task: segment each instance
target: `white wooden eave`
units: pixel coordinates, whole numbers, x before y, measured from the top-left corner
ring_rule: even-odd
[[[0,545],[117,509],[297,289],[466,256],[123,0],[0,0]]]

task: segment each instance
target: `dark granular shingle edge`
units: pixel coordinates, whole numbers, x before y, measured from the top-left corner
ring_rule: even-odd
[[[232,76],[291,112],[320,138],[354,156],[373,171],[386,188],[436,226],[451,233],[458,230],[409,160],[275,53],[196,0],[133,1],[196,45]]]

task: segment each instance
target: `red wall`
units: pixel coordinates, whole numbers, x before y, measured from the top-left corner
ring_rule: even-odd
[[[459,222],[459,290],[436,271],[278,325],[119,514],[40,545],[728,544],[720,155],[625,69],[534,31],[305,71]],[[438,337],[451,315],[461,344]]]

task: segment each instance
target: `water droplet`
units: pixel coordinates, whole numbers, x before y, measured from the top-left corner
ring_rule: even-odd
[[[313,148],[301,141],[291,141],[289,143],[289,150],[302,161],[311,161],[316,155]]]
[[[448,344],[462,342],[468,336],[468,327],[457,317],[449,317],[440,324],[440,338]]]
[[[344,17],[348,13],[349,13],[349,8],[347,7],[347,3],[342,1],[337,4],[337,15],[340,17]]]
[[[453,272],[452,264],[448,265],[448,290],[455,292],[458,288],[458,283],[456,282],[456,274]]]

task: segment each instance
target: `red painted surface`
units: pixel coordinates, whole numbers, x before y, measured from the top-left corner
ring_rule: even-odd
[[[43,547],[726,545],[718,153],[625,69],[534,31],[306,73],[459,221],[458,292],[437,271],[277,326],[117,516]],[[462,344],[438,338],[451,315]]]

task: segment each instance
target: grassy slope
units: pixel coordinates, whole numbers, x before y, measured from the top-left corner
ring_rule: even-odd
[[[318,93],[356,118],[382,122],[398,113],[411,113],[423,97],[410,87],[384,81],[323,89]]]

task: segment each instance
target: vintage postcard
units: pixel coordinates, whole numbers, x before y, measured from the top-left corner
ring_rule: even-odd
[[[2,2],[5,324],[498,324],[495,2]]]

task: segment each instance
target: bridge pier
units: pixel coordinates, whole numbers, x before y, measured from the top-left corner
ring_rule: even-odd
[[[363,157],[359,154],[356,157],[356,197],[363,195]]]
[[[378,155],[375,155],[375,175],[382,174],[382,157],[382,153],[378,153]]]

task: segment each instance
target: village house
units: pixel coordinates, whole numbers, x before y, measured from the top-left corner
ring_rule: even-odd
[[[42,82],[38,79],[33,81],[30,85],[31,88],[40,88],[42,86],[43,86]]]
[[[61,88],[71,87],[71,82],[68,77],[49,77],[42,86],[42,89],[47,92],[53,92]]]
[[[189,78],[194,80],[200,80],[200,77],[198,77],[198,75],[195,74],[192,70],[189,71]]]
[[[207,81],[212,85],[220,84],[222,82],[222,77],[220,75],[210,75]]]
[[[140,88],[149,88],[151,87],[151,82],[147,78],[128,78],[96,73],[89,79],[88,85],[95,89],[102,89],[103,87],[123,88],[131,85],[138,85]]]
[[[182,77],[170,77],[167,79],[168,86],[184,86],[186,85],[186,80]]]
....
▸ WORK REQUIRED
Write out the records above again, keeping each one identical to the original.

▸ FINISHED TASK
task: segment each instance
target: `white wooden eave`
units: pixel coordinates, whole numbers, x before y, measured from the top-left corner
ring_rule: even-odd
[[[0,545],[117,509],[297,289],[466,256],[123,0],[0,0]]]

task: segment each instance
target: `dark granular shingle edge`
units: pixel coordinates, whole numbers, x before y, measured from the top-left corner
ring_rule: even-odd
[[[232,76],[291,112],[320,138],[354,156],[373,171],[386,188],[436,226],[451,233],[458,230],[409,160],[275,53],[196,0],[133,1],[196,45]]]

task: segment each instance
target: `red wall`
units: pixel coordinates, whole numbers, x before y, measured from the top-left corner
ring_rule: even-odd
[[[459,222],[459,290],[436,271],[278,325],[119,514],[40,545],[728,544],[720,155],[625,69],[534,31],[305,71]],[[438,337],[451,315],[461,344]]]

task: segment each instance
target: `water droplet`
units: pixel coordinates, whole numbers, x before y, measured from the top-left corner
ring_rule: even-odd
[[[313,148],[301,141],[291,141],[289,143],[289,150],[302,161],[311,161],[316,155]]]
[[[448,344],[462,342],[468,336],[468,327],[457,317],[449,317],[440,324],[440,338]]]
[[[344,17],[348,13],[349,13],[349,8],[347,7],[347,3],[342,1],[337,4],[337,15],[340,17]]]
[[[453,272],[452,264],[448,265],[448,290],[455,292],[458,288],[458,283],[456,282],[456,274]]]

task: segment each instance
target: `red painted surface`
units: pixel coordinates, whole numbers, x before y, measured from the top-left corner
ring_rule: even-odd
[[[43,547],[726,545],[718,153],[625,69],[534,31],[306,73],[459,221],[458,292],[437,271],[277,326],[117,516]],[[462,344],[438,338],[451,315]]]

task: segment each instance
target: grassy slope
units: pixel coordinates, whole numbers, x before y, measured from the top-left corner
ring_rule: even-odd
[[[318,93],[356,118],[382,122],[398,113],[411,113],[423,97],[410,87],[384,81],[323,89]]]

task: segment each instance
target: vintage postcard
units: pixel coordinates, whole numbers, x before y, measured from the top-left corner
ring_rule: even-odd
[[[2,2],[5,324],[498,324],[495,2]]]

task: segment each instance
target: bridge pier
units: pixel coordinates, whole numbers, x before y, measured from the top-left corner
ring_rule: even-odd
[[[363,157],[359,154],[356,157],[356,197],[363,195]]]
[[[378,155],[375,155],[375,175],[382,174],[382,157],[382,153],[378,153]]]

task: segment each instance
target: village house
units: pixel coordinates, whole numbers, x before y, measured from the top-left corner
ring_rule: even-odd
[[[42,82],[38,79],[33,81],[30,85],[31,88],[40,88],[42,86],[43,86]]]
[[[61,88],[71,87],[71,82],[68,77],[49,77],[42,86],[42,89],[47,92],[53,92]]]
[[[189,78],[194,80],[200,80],[200,77],[198,77],[198,75],[195,74],[192,70],[189,71]]]
[[[207,81],[212,85],[220,84],[222,82],[222,77],[220,75],[210,75]]]
[[[140,88],[149,88],[151,87],[151,82],[147,78],[128,78],[96,73],[89,79],[88,85],[95,89],[102,89],[103,87],[123,88],[131,85],[138,85]]]
[[[182,77],[170,77],[167,79],[168,86],[184,86],[186,85],[186,80]]]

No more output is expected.